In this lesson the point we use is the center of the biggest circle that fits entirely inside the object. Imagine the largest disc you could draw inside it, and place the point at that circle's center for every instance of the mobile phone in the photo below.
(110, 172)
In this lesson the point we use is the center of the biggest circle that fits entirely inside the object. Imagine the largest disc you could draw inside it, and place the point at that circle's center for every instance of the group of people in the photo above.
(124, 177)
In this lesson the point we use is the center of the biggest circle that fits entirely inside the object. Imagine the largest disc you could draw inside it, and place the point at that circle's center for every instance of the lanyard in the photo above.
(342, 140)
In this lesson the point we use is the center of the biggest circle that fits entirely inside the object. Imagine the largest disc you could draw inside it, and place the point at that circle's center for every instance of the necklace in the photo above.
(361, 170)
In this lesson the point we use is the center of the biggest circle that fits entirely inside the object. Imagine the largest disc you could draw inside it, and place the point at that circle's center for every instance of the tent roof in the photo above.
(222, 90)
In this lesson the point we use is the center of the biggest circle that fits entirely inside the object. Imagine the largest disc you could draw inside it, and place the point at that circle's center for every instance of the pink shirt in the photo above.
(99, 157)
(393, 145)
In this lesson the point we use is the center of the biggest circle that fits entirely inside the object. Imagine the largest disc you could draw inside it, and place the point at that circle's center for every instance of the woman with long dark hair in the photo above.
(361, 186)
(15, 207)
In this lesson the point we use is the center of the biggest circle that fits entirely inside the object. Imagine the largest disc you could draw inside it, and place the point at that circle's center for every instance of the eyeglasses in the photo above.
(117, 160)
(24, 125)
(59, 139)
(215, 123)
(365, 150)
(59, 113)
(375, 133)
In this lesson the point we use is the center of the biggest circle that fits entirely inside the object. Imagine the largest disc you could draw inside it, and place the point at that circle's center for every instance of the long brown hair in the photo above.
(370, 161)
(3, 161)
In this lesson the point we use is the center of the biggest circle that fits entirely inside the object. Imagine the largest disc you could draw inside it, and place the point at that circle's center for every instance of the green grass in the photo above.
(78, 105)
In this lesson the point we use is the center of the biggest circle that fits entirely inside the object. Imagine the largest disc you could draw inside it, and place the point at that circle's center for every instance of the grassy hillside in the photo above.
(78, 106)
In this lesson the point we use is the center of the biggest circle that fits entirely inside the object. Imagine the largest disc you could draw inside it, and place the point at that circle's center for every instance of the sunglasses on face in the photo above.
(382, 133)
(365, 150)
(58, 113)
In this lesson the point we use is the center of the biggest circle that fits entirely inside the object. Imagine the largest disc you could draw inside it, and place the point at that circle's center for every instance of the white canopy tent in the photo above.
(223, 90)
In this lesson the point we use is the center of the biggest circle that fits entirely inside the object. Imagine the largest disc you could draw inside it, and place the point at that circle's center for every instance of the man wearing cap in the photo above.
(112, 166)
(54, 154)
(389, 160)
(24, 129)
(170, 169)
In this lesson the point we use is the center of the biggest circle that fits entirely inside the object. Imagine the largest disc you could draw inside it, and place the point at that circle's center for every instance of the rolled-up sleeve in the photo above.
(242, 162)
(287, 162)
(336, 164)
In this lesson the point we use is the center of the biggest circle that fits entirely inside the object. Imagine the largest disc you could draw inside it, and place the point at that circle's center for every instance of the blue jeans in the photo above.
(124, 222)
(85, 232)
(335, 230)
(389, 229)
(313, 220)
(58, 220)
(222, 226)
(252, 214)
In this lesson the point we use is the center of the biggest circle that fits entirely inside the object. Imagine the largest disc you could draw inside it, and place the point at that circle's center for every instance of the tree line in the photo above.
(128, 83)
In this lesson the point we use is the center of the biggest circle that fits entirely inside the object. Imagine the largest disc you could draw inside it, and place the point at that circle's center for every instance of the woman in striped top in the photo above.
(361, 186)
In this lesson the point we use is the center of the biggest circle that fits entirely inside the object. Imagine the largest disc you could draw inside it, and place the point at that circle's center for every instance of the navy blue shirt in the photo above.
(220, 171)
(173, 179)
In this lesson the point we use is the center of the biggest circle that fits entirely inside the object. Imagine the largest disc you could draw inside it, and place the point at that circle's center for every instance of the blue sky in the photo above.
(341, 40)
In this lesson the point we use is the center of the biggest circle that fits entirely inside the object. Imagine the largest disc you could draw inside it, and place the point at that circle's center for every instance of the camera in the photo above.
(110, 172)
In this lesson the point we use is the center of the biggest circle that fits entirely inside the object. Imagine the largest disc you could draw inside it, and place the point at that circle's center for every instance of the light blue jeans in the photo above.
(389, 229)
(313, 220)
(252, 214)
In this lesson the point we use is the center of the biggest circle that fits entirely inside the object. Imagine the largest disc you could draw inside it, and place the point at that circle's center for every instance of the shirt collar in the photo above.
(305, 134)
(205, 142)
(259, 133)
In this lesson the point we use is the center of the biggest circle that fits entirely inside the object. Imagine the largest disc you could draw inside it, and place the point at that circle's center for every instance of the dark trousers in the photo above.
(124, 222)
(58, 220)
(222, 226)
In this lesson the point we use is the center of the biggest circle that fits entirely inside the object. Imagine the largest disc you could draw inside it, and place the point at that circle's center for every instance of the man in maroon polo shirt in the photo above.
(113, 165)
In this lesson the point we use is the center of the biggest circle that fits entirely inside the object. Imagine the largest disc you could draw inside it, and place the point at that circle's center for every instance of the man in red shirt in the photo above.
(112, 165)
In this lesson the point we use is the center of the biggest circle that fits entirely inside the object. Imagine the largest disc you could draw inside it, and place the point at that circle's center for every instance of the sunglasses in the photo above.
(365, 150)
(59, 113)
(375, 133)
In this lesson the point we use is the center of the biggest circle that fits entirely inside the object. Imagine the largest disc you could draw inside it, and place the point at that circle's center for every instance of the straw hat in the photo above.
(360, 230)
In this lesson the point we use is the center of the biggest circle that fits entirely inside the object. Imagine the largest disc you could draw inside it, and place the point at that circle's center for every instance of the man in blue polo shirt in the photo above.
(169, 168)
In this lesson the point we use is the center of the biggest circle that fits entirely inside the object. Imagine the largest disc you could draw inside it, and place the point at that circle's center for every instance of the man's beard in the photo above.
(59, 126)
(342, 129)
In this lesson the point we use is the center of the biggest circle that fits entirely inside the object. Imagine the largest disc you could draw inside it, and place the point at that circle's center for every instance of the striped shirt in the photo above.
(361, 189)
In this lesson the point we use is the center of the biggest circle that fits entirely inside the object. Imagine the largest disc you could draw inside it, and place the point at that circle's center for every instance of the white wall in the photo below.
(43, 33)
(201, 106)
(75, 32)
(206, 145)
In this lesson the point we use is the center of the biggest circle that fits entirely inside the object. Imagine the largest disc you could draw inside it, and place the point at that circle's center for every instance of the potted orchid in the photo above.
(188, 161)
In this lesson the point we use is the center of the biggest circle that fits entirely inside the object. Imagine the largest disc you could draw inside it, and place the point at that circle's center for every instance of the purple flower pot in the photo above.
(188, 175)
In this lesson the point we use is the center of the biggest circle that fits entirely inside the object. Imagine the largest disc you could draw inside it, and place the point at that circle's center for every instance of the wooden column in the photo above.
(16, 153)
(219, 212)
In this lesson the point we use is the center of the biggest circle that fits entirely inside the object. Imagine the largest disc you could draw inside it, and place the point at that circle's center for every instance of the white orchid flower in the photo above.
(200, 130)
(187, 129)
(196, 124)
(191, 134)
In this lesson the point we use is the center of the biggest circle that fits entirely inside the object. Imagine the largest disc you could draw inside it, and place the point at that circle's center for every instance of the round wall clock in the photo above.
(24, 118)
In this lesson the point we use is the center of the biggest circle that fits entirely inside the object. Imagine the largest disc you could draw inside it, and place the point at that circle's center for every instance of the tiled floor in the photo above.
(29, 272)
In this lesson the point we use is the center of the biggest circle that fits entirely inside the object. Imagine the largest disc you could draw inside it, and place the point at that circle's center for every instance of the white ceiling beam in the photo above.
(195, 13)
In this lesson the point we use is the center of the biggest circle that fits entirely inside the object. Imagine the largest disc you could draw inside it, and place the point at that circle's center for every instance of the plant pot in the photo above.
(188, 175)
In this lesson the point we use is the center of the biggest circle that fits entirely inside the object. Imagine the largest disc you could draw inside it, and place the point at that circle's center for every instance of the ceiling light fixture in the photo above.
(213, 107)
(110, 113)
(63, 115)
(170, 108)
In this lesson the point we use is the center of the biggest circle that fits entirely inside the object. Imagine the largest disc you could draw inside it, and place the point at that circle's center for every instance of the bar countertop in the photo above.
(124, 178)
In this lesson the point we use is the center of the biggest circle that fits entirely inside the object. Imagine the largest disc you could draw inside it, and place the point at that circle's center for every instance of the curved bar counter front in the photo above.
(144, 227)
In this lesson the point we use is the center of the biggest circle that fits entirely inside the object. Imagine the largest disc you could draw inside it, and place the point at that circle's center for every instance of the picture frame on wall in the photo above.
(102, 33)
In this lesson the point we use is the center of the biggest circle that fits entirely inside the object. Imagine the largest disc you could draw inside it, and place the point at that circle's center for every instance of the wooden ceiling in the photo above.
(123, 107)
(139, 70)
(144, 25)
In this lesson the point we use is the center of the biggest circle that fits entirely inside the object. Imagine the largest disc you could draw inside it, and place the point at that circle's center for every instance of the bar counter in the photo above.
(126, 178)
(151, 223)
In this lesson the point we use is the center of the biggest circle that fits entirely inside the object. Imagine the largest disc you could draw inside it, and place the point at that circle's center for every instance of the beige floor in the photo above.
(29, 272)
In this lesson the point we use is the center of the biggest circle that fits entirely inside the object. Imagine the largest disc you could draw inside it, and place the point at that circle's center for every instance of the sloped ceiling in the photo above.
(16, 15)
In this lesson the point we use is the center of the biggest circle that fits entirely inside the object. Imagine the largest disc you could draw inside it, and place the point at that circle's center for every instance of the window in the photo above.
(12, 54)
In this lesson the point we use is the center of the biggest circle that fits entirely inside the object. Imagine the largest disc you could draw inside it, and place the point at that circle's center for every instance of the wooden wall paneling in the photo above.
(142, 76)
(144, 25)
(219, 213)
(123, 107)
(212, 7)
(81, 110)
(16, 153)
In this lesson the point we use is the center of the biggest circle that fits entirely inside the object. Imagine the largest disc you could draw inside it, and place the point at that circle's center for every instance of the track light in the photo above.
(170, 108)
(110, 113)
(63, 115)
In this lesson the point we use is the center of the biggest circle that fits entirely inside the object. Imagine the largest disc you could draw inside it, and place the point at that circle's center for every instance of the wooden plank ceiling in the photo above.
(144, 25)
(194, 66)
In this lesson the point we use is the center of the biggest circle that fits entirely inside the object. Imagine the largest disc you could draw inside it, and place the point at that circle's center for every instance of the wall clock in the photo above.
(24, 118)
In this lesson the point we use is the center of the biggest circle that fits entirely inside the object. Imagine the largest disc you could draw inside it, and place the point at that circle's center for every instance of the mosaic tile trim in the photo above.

____

Begin with the line containing "window in the photo above." and repeat each line exactly until the records above end.

#### [Output of the exercise]
In this lesson the point we use is the center of the biggest circle that fits entirely inside the object. Imagine the largest disc you could draw inside it, and place the point at that circle's center for every instance of the window in the photo above.
(12, 54)
In this lesson the point we use is the center of the biggest circle that fits entirely inside the object. Imagine the largest disc you could draw inside it, and place the point at that circle's center for every instance of the wooden wall paneling in the photo above.
(142, 76)
(144, 25)
(219, 213)
(123, 107)
(212, 7)
(81, 110)
(16, 153)
In this lesson the point we use is the center of the biggest circle that fits entirely inside the object. Imagine the largest disc you could draw inside it, and place the point at that circle's center for every instance of the track light in the photo above.
(170, 108)
(110, 113)
(63, 115)
In this lesson the point we use is the center of the biggest circle that fits entirely inside the object. Imagine the largest disc you could draw inside it, and place the point at that circle's center for every instance of the wooden plank ceiling in the photo above.
(144, 25)
(194, 66)
In this lesson the point we use is the center of the biggest circle that fits entirely inside the object. Imagine the largest disc you could draw inside it, and place the point at that circle's center for every instance of the wall clock in the photo above.
(24, 118)
In this lesson the point we use is the center of the biggest circle that fits entirely inside the object. Imagine the largest disc you could draw inside it, and place the point at that circle's center for every instance of the mosaic tile trim in the photo above.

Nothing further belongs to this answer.